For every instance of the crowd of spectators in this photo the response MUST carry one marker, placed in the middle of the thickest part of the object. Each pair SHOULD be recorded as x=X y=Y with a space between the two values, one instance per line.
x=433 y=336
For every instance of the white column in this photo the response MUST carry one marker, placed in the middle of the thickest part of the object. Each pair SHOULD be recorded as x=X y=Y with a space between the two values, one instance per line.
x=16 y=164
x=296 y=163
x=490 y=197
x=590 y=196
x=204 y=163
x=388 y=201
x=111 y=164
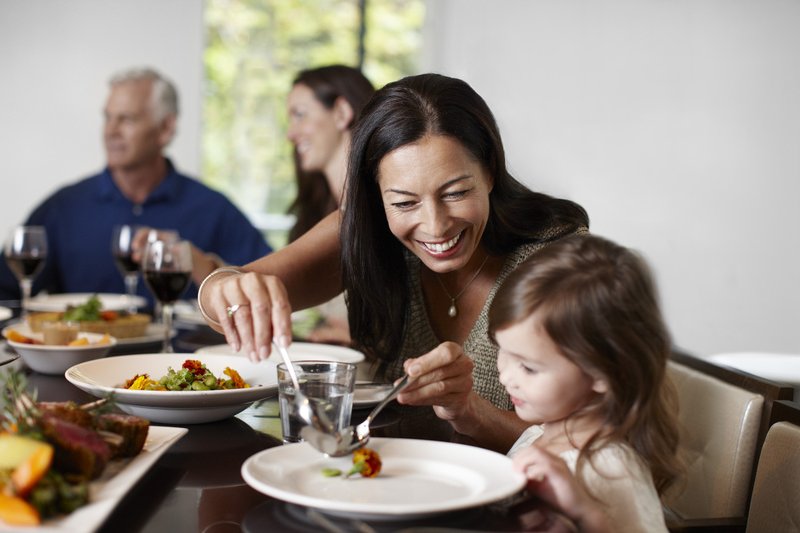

(Aufgabenstellung)
Liste bitte jede Zeile der Datensätze oben, die das Wort „Each“ enthält, wortgetreu auf.

(Vollständige Ausgabe)
For every instance of the crowd of spectators in this photo the response MUST carry one marker, placed in the middle of the thickest part of the object. Each pair SHOULD be recorded as x=X y=Y with a space between the two values, one instance per line.
For every instance of the white column in this photo the response MUST carry one marker, placed in the middle of the thickest part of the object. Each pair SHOULD be recorded as x=X y=Y with a space between the two values, one instance per line.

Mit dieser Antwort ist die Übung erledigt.